(Dataset rows)
---*---

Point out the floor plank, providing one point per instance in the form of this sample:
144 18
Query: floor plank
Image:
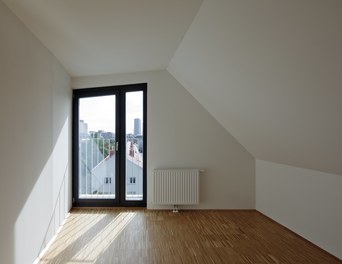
105 236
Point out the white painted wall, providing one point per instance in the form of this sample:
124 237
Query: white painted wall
181 133
35 105
270 72
307 202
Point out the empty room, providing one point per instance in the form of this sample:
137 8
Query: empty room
171 131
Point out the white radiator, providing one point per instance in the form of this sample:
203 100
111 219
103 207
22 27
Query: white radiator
176 186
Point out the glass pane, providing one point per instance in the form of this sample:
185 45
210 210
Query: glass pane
134 145
96 179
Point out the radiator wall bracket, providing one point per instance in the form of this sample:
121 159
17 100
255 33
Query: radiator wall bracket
175 208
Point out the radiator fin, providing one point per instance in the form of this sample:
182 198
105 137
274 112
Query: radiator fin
176 186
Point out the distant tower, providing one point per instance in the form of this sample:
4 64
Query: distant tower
137 126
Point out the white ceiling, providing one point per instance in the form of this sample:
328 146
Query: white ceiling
93 37
269 71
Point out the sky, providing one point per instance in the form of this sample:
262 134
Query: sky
99 112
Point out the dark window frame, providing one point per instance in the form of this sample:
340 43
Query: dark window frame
120 136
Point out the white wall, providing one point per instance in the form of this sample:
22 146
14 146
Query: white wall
35 105
181 133
307 202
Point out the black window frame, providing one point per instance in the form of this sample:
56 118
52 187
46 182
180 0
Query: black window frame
120 136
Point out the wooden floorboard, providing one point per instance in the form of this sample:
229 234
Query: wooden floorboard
200 236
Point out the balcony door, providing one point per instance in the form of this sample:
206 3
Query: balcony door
109 146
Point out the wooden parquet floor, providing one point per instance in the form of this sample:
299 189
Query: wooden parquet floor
200 236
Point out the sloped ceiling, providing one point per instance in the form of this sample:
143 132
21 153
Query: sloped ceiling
93 37
269 71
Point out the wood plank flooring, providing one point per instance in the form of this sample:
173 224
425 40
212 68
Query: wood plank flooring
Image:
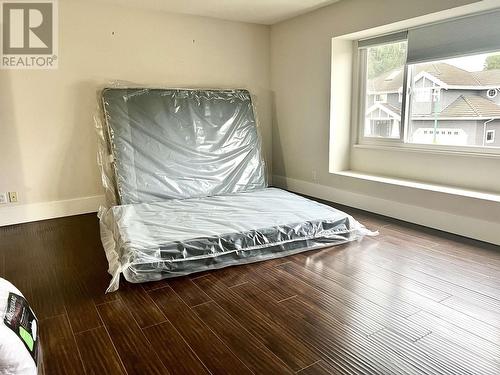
410 301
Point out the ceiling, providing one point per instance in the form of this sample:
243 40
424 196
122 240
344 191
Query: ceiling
254 11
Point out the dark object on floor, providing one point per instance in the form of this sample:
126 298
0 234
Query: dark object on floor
411 300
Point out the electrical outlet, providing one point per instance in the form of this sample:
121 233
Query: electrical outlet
12 196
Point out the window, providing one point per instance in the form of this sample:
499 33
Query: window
380 98
430 87
490 136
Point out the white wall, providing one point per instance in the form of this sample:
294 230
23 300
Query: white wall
300 76
47 138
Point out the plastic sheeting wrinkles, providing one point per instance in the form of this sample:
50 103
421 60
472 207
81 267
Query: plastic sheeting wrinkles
210 144
187 168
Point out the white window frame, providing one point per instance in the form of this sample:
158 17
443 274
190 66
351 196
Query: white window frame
492 131
359 76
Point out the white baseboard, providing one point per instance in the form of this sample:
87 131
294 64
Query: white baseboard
23 213
446 221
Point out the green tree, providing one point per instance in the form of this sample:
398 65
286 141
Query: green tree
384 58
492 62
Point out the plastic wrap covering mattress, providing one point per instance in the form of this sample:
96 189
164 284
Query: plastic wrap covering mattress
152 241
187 168
182 143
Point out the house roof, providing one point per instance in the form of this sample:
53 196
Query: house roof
471 106
391 108
449 74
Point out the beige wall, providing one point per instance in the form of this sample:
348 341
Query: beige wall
300 76
47 138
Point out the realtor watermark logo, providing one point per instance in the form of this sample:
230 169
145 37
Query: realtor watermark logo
29 34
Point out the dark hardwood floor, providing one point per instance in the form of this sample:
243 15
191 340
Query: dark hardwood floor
410 301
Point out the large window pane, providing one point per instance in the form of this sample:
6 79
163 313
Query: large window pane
456 101
384 87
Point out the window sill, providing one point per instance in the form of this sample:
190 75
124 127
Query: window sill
427 150
492 197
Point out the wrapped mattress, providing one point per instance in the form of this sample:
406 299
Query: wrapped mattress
152 241
185 168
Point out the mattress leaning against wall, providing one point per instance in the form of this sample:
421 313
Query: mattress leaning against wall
188 171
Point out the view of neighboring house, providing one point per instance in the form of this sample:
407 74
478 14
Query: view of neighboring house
449 105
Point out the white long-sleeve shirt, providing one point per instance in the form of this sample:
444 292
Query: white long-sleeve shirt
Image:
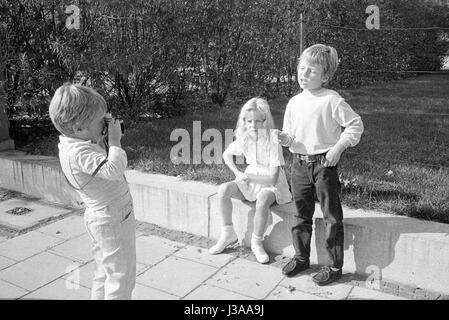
80 158
315 121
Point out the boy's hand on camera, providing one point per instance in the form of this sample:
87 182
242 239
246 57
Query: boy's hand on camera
240 176
114 133
333 155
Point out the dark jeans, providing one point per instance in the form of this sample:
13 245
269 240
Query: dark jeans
306 179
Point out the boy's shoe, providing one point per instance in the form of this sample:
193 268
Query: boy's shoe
228 237
326 275
295 266
259 251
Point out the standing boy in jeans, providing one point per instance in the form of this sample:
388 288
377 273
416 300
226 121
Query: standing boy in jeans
312 131
97 173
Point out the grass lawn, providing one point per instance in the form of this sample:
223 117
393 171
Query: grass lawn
401 164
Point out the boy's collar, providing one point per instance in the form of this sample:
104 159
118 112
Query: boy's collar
67 139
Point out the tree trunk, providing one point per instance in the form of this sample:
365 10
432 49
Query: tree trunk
6 143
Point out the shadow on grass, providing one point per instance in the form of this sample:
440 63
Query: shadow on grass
370 243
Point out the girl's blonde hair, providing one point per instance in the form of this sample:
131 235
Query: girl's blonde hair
323 55
254 104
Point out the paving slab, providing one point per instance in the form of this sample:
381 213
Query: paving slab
208 292
283 293
27 245
359 293
151 250
39 213
37 271
6 262
247 278
59 289
177 276
201 255
142 292
304 283
67 228
78 249
9 291
82 275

---*---

* _Short problem_
Print every entry above again without changing a word, and omit the pictures.

* _Correct answer_
Point out the floor plank, providing one point per instance in the form of this sample:
144 18
Query: floor plank
Image:
105 236
Point out the white painted wall, providing one point per instance in the form of this sample:
124 237
Query: white painted wall
181 133
35 105
270 72
307 202
Point out the empty room, providing one point per instance in the form of this sample:
137 8
Query: empty room
171 131
Point out the white radiator, providing one point per instance in the form of this sample:
203 100
111 219
103 207
22 27
Query: white radiator
176 186
Point out the glass pane, providing one point per instance in the form of this sample:
185 45
210 210
Query: glass pane
134 145
96 179
Point out the radiator wall bracket, providing one point per instance in the form of this sample:
121 159
17 100
255 33
Query: radiator wall bracket
175 208
Point out the radiator fin, providing one point per instance in the form of this sample:
182 198
105 137
274 112
Query: radiator fin
176 186
Point out the distant tower, providing one point per instance in the form of this sample:
4 64
Query: distant tower
137 126
Point out the white ceiling, providing one point per instance in the form of this sample:
328 146
Query: white ceiling
93 37
269 71
Point out the sky, providing one point per instance in the form of this sample:
262 134
Query: sky
99 112
Point out the dark window frame, providing one point per instance in the form of this sample:
340 43
Query: dark window frame
120 136
Point out the white wall, providing one point per instance in the form of this sample:
22 146
14 146
Query: white wall
35 105
181 133
307 202
Point out the black window frame, providing one point per instance in the form of this sample:
56 118
52 187
46 182
180 0
Query: black window frame
120 136
Point out the wooden floorboard, providing one point per instance in the form of this sample:
229 234
Query: wooden floorboard
200 236
Point out the balcony door, providing one point per instance in the form of this sample:
206 3
Query: balcony door
109 146
Point out the wooden parquet floor, providing one point per instance in the form of this sample:
299 189
Query: wooden parquet floor
200 236
Point out the sloped ceiling, providing one point per instance in the form of this sample:
143 132
21 153
Query: sloped ceiling
93 37
269 71
Point out the wood plank flooring, providing one point per instance in the form of this sample:
173 224
425 40
212 68
Query: wood plank flooring
Image:
410 301
Point out the ceiling, providing one point per instance in the form of this sample:
243 40
424 196
122 240
344 191
Query: ceiling
254 11
Point out the dark object on floor, providing one point per instance in the form of this sample:
126 298
0 234
Query: dark object on floor
411 300
Point out the electrical outlet, providing one point per instance in the form of this sample:
121 233
Query: electrical outlet
12 196
Point out the window, providing one point per instance in the form of this sample:
499 33
Query: window
380 98
430 87
490 136
Point out the white wall, providing one point per instance in the form of this sample:
294 230
23 300
Query: white wall
300 76
47 138
Point out the plastic sheeting wrinkles, providing one point per instance in the form of this sample:
50 103
421 60
472 207
81 267
Query: plastic sheeting wrinkles
210 144
187 168
Point out the white window frame, providing one point per instance in the form of this sample:
158 17
443 274
190 66
351 196
Query: white window frame
492 131
359 76
Point out the white baseboard, providing one point per instance in the form of this sample:
87 131
294 64
Query: white baseboard
23 213
446 221
Point out the green tree, providing one point per instance in the form of this sample:
398 65
286 141
Query: green tree
384 58
492 62
Point out the plastic wrap covering mattress, providing one point per instance in the form of this sample:
96 189
164 284
Query: plastic wrap covering mattress
152 241
187 168
182 143
Point out the house roof, providing one point per instance in the form of this sample:
53 196
Query: house roof
471 106
391 108
449 74
Point out the beige wall, providing one point per instance in the form of this sample:
348 341
Query: beige wall
300 76
47 138
Point out the realtor watermark logo, providing one point per instance in the form of this sample:
230 169
145 37
Query: realtor watermark logo
29 34
Point out the dark hardwood floor, providing one point per instance in the form of this sample:
243 15
191 340
Query: dark hardwood floor
410 301
Point out the large window pane, providing one point per instance in the form of this sample:
6 79
163 313
Query: large window pane
456 101
384 87
Point out the window sill, providing one point per instance in the form of this sample:
190 75
124 127
Query: window sill
427 150
492 197
Point out the wrapped mattress, providing one point per instance in the form of this sample:
406 299
Query: wrapped mattress
152 241
185 168
Point out the mattress leaning against wall, providing one point per instance in the form of this sample:
421 313
Query: mattress leaning against wall
188 171
Point out the view of neighboring house, providing one point per instance in the form of this sample:
407 74
478 14
Query: view of neighboring house
449 105
Point out the white long-sleeve shirt, providing one point per instance in the form of this sample:
444 292
Query: white long-sleeve shirt
Image:
80 158
315 121
Point out the boy's hand on camera, providing one point per instance in the form of this sample:
87 182
242 239
246 57
Query: boy's hand on camera
240 176
114 133
333 155
Point out the dark jeans, providing one point per instance in the form of this sample:
13 245
269 240
Query: dark jeans
306 179
Point out the boy's shoe, providing one point per instance in the form of this sample:
193 268
Query: boy's shoe
228 237
326 275
295 266
259 251
Point out the standing boy in jeans, providing one point per instance in the form of this sample:
388 288
377 273
416 300
226 121
Query: standing boy in jeans
312 131
97 173
Point out the grass lawn, providing one point per instance in the form of this sample:
223 117
393 171
Query: grass lawn
401 164
Point out the boy's collar, providing one point per instance in the form of this sample:
104 159
118 112
Query: boy's collar
67 139
Point out the tree trunk, providing one point per instance in the form of this sample:
365 10
432 49
Query: tree trunk
6 143
Point out the shadow on grass, providing one point per instance in the form of this sample:
440 63
Query: shadow on grass
370 243
Point out the girl's blonde hair, providing one point per instance in the form of this sample:
131 235
Query: girl's blonde hair
323 55
254 104
Point out the paving slab, providing one point per instance in the form of this sample:
381 213
Query: paving slab
208 292
283 293
27 245
359 293
151 250
39 213
37 271
6 262
247 278
59 289
177 276
201 255
142 292
304 283
67 228
78 249
9 291
82 275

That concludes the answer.